- [Your objective]:
Format every line of the records below as a Markdown table with two columns, Number and Text, giving each line its own numbered row and skipping blank lines. Leave the pictures out of the table.
— START Entries supplied —
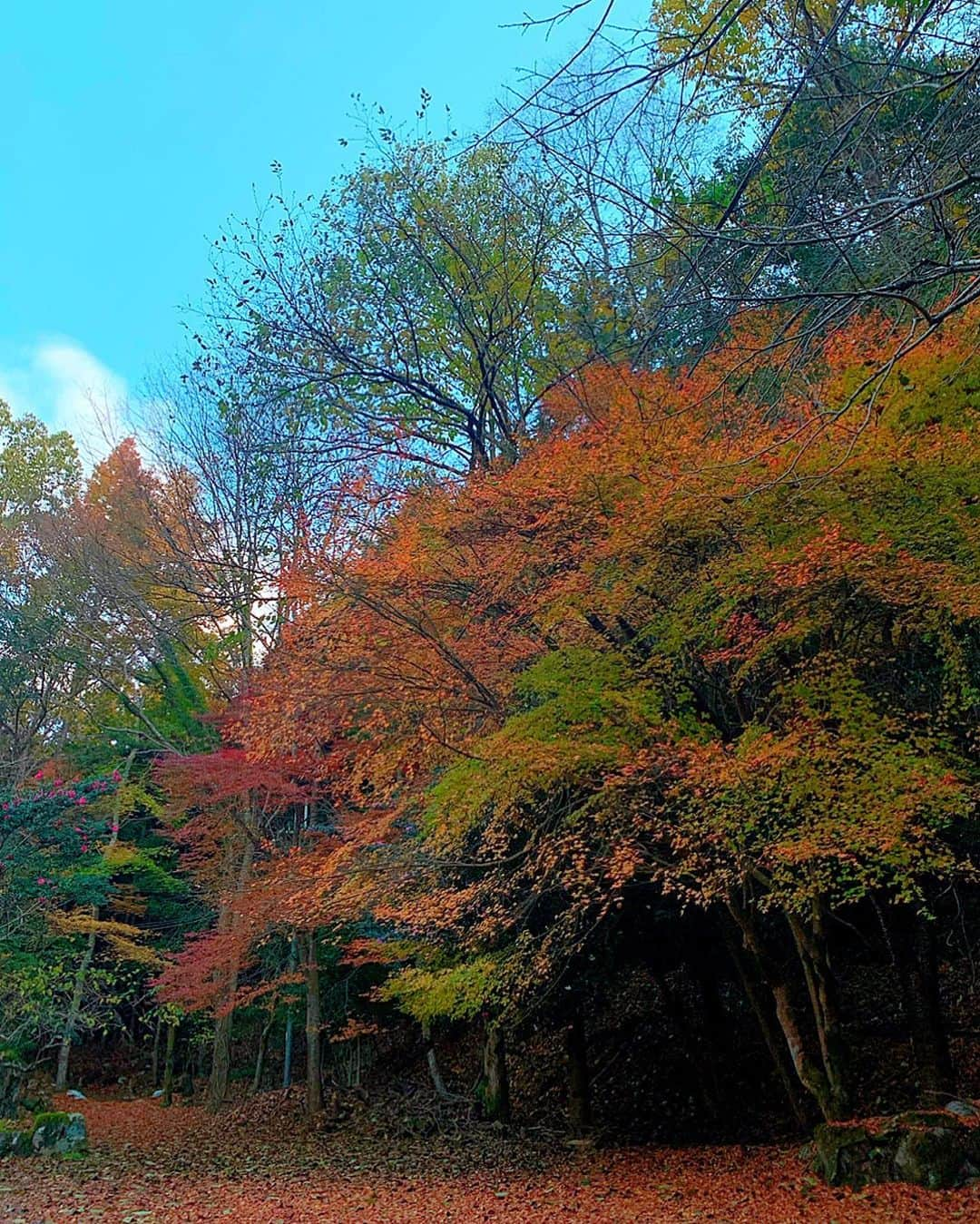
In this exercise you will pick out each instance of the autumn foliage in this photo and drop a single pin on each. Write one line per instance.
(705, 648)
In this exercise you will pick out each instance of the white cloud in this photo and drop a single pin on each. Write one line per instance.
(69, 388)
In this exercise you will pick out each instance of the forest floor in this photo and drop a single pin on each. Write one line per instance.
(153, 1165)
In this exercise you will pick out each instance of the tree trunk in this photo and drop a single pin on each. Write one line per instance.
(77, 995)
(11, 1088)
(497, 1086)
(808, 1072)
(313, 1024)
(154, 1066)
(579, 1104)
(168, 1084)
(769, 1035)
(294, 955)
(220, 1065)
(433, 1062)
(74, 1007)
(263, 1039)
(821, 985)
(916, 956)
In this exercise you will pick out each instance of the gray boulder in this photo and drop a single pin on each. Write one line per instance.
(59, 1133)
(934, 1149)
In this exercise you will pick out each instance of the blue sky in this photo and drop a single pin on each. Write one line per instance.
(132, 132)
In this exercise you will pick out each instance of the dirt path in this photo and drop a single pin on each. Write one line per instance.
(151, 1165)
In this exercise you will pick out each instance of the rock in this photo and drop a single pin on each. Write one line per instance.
— END Entries supplied —
- [Answer in full]:
| Number | Text |
|---|---|
| 1 | In this exercise you will pick out each instance of the autumn foliage in this photo and drop a single pin on each. Write one line per instance. |
| 2 | (705, 648) |
| 3 | In this exercise you will pick out each instance of the white cloud in this photo and drop a single pin on each. Write one line per instance. |
| 4 | (69, 388) |
| 5 | In this exercise you will pick out each instance of the forest floor in this photo and drop a single pin on each. Write one line per instance. |
| 6 | (153, 1165) |
| 7 | In this exercise you will pick out each instance of the tree trunk in this photo and drop a single pin on each. Write one line per instance. |
| 8 | (77, 995) |
| 9 | (11, 1088) |
| 10 | (497, 1086) |
| 11 | (808, 1072) |
| 12 | (313, 1024) |
| 13 | (154, 1066) |
| 14 | (579, 1104) |
| 15 | (168, 1084) |
| 16 | (769, 1035) |
| 17 | (294, 955) |
| 18 | (220, 1065) |
| 19 | (433, 1062) |
| 20 | (74, 1007) |
| 21 | (263, 1039) |
| 22 | (821, 985) |
| 23 | (916, 956) |
| 24 | In this exercise you will pick out each instance of the gray boulder in this photo and drop a single pin on each. Write one line per instance. |
| 25 | (59, 1133) |
| 26 | (934, 1149) |
| 27 | In this exercise you will pick out each instance of the blue sky in this photo and drop a single pin on each. Write one line per instance. |
| 28 | (132, 132) |
| 29 | In this exercise you will pick out each instance of the dirt path in this photo and drop a single pin on each. Write one line per instance. |
| 30 | (151, 1165) |
| 31 | In this exercise you will pick out each instance of the rock in this photo and drop a single pin on each. Write one line per instance. |